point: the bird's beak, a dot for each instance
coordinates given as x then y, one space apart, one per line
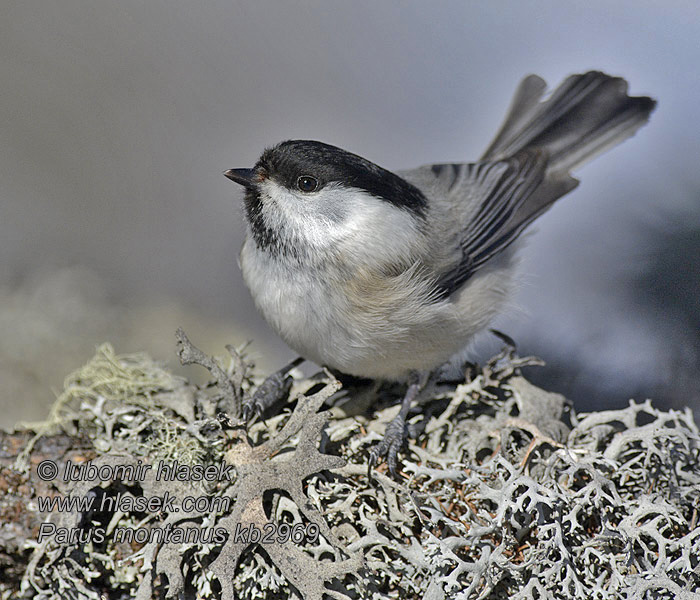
243 177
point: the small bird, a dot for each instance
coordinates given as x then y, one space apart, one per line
390 275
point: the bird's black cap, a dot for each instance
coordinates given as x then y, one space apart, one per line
287 161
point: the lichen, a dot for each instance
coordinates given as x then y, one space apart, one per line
506 492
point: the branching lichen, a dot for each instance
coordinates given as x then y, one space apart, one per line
507 493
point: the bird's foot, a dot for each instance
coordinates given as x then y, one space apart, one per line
397 432
272 390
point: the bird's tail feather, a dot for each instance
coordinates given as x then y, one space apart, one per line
584 116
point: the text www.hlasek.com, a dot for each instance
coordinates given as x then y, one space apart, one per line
95 502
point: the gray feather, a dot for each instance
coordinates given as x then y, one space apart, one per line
526 168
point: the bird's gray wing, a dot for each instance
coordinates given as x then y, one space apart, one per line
485 206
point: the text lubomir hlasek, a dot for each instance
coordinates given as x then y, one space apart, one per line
165 471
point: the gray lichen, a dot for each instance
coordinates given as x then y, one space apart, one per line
507 493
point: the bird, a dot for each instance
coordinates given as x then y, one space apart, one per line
389 275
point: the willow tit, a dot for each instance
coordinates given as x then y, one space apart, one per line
389 275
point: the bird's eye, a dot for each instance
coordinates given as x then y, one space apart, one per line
307 184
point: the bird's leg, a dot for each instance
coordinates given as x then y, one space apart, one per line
274 388
397 431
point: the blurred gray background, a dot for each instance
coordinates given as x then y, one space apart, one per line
118 118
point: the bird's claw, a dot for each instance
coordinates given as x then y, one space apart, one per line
393 441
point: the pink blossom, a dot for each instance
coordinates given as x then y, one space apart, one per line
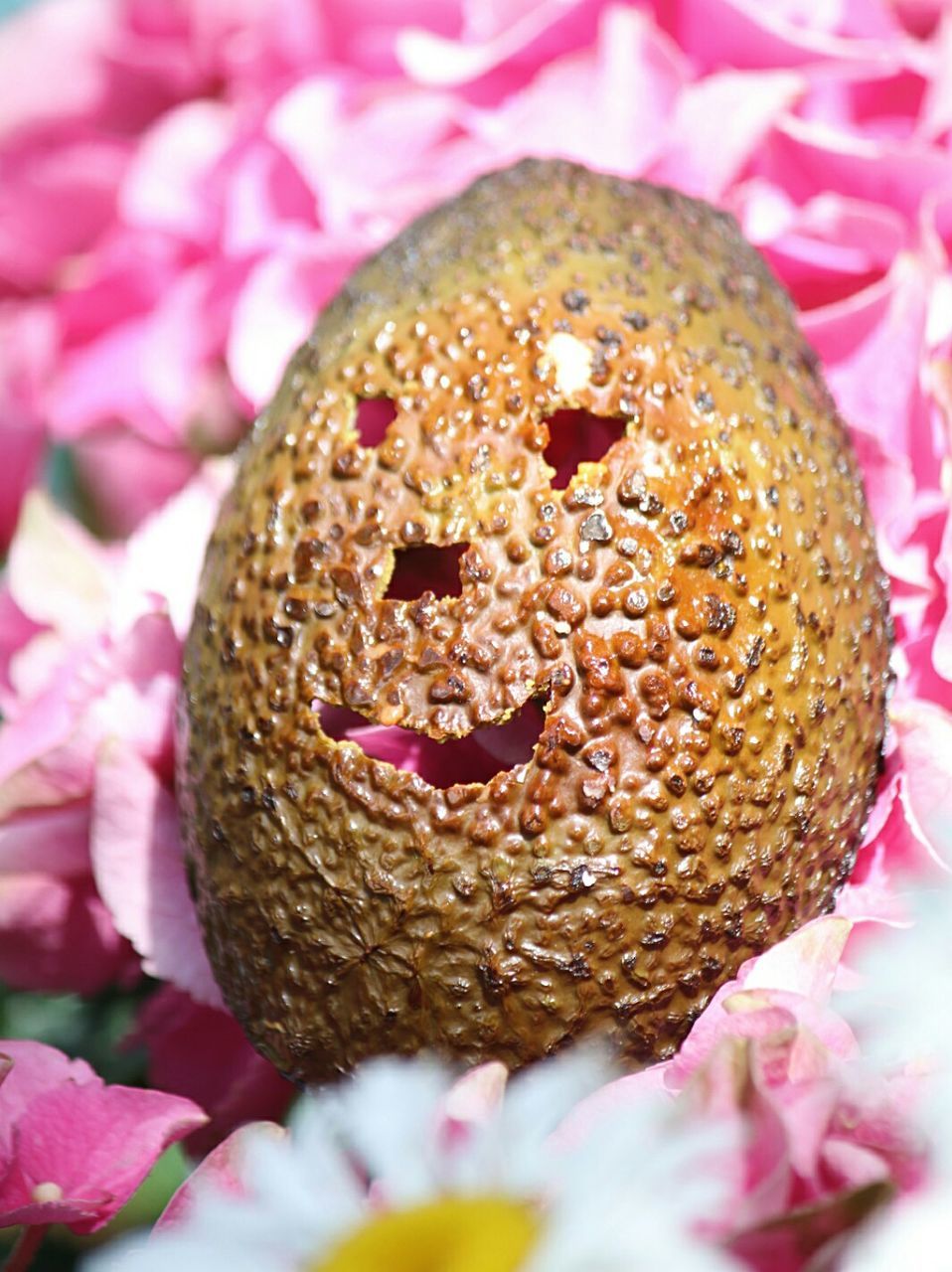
820 1139
201 1052
227 163
94 681
73 1150
221 1171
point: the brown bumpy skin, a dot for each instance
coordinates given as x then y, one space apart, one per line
702 612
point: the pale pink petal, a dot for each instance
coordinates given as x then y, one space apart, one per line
719 123
276 310
872 348
128 477
924 734
56 935
806 157
497 33
222 1171
935 117
164 556
139 868
56 44
756 33
610 105
35 236
942 649
59 575
53 841
164 185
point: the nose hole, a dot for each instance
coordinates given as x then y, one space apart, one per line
426 567
373 418
456 762
575 437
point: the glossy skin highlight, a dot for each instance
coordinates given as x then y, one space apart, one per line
702 611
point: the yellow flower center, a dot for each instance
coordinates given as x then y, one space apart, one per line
456 1234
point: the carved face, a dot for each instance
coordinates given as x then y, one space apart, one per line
698 608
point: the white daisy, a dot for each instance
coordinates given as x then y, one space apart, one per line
390 1171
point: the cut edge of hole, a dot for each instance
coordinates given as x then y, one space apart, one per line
578 436
425 567
513 744
372 417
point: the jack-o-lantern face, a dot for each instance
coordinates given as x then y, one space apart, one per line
695 616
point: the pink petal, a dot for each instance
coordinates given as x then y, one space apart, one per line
806 157
139 868
128 477
56 935
805 963
719 123
164 185
221 1171
164 556
608 105
924 734
93 1144
503 32
59 575
46 841
276 309
203 1053
748 33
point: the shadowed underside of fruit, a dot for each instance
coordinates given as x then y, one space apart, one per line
698 612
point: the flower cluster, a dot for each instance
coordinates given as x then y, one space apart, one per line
182 185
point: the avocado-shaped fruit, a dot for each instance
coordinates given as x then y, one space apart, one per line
697 614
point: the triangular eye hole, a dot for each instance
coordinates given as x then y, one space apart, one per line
373 417
426 567
456 762
575 437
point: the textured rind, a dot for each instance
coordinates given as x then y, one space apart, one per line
703 612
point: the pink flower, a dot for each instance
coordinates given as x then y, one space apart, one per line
91 690
819 1137
73 1150
203 1053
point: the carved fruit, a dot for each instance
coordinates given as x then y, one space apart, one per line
699 611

Exercise objective » Please set down the lines above word for word and leave out the pictures.

Result of the exercise »
point: the bird's beak, a dot for each instance
coordinates given as x then y, one space apart, one per line
243 177
point: the small bird, a dot for each instance
coordinates given as x then y, one space apart, one per line
390 275
point: the bird's black cap, a dot for each instance
coordinates given as x then y, one space apart, one per line
287 161
point: the lichen, a dot for each instance
coordinates given as x then y, one space apart, one per line
506 492
point: the branching lichen, a dot for each instance
coordinates given as x then y, one space apart, one per line
507 493
point: the bird's foot, a dot for each instance
coordinates given as x then y, one space apart, one per line
397 432
272 390
point: the bird's tail feather, a dot for each instance
coordinates given as x then y, one space apart, one per line
584 116
point: the text www.hlasek.com, a dot for each instance
coordinates given as x then y, one space apart, one per line
95 502
point: the gray feather, a dot for each instance
coordinates given as x then y, one space apart, one per line
526 168
point: the bird's gray wing, a dot for each instance
coordinates given as x then y, one space apart, one per line
485 206
point: the text lubomir hlasek, a dot for each instance
coordinates given as x then y, one space apart, one per line
165 471
point: the gray lichen, a dot for each instance
coordinates given as x then y, one space apart, one per line
507 493
point: the bird, a dot for each instance
coordinates given as x then y, one space apart, one per line
389 275
point: the willow tit, a dot for each instance
coordinates given as x then y, one space apart, one per line
389 275
point: the bird's eye, a dot for each instance
coordinates given as x then y, one space apart, one per line
307 184
point: the bird's leg, a dot for each instance
coordinates given as x then y, one space apart, one per line
274 388
397 431
point: the blurred gray background, a dot for each instance
coordinates given as x then y, one space apart, one per line
118 118
point: the bird's claw, a dot for each instance
coordinates given as x then y, one space apart, one per line
393 441
point: the pink blossom, a dot for each instance
coordinates given as x then y, one space apart, one per line
820 1139
201 1052
227 163
94 681
73 1150
221 1171
point: the brown bumpy skin, a dot for each instance
coordinates given as x then y, one space apart, one per line
702 612
point: the pale pink petal, a dot for each instance
coordinates given as x then y, one space apart, one per line
719 123
276 310
872 348
128 477
924 734
56 935
806 157
497 33
222 1171
935 117
164 556
139 868
56 44
756 33
610 105
35 236
942 649
59 575
53 841
164 185
point: the nose hole, a dot for each instance
coordinates given as x then y, one space apart, one per line
426 567
373 418
456 762
575 437
point: the glossy skin highlight, a dot for each instance
coordinates given as x then y, one space apart, one per line
702 611
point: the yellow flower center, a dot for each instance
coordinates given as x then y, one space apart, one per line
456 1234
point: the carved face, a dot for each instance
coordinates given as x then y, one space apart, one per line
698 608
point: the white daisy, a dot for each instance
coordinates given as x then y, one space apart, one per line
390 1171
point: the cut edge of hole, a dot for each instance
coordinates given as x then y, one space apart, one per line
578 436
425 567
513 744
372 417
point: the jack-o-lantern face, a dot for each instance
coordinates given as x then y, one space apart, one per line
695 616
point: the pink petal, a dot for each instance
coordinates given as x then y, one space apart, one per line
806 157
139 868
128 477
56 935
805 963
719 123
164 185
221 1171
164 556
608 105
924 734
93 1144
503 32
59 575
46 841
276 309
203 1053
748 33
point: the shadowed underside of fruit, a dot for each instance
coordinates given as x then y, one space apart, one per line
698 612
point: the flower cluster, a dot for each instance
coordinates given as x then y, one space apart, one per line
182 185
point: the avocado-shaped fruit, a dot for each instance
coordinates given as x then y, one space apart, one per line
697 614
point: the triangular eye hole, a dot for each instance
coordinates given as x then y, one space apart, one per line
373 417
426 567
456 762
575 437
point: the textured rind, a dot for each instance
coordinates given as x then y, one space apart, one per line
703 612
point: the pink flower, a dot for each instance
coordinates given as x then y, one space apart, one per line
91 690
819 1137
73 1150
203 1053
point: the carved fruit, a dot for each instance
coordinates given as x then y, one space apart, one per line
699 611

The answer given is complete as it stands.